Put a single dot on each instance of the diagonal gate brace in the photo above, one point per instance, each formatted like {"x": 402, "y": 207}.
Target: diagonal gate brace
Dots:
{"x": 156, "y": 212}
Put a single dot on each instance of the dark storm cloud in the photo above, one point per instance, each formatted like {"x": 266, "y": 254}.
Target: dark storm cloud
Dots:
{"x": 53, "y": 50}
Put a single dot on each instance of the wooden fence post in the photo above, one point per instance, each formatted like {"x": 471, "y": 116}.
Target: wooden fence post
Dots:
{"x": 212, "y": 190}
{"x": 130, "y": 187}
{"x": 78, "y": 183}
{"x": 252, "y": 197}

========================

Problem: Nothing in the data may be left out. Copy all of it exactly.

Answer for the task:
Put a single dot on each instance of the diagonal gate brace in the photo above, one point per instance, each formatted like {"x": 402, "y": 207}.
Target: diagonal gate brace
Dots:
{"x": 156, "y": 212}
Put a single dot on each instance of the dark storm cloud in the photo above, one point per instance, each formatted like {"x": 266, "y": 254}.
Target: dark storm cloud
Dots:
{"x": 53, "y": 50}
Put a single dot on each instance of the wooden fence post in the photo above, one point per instance, each formatted like {"x": 471, "y": 116}.
Target: wooden fence post
Dots:
{"x": 212, "y": 190}
{"x": 130, "y": 187}
{"x": 78, "y": 183}
{"x": 252, "y": 197}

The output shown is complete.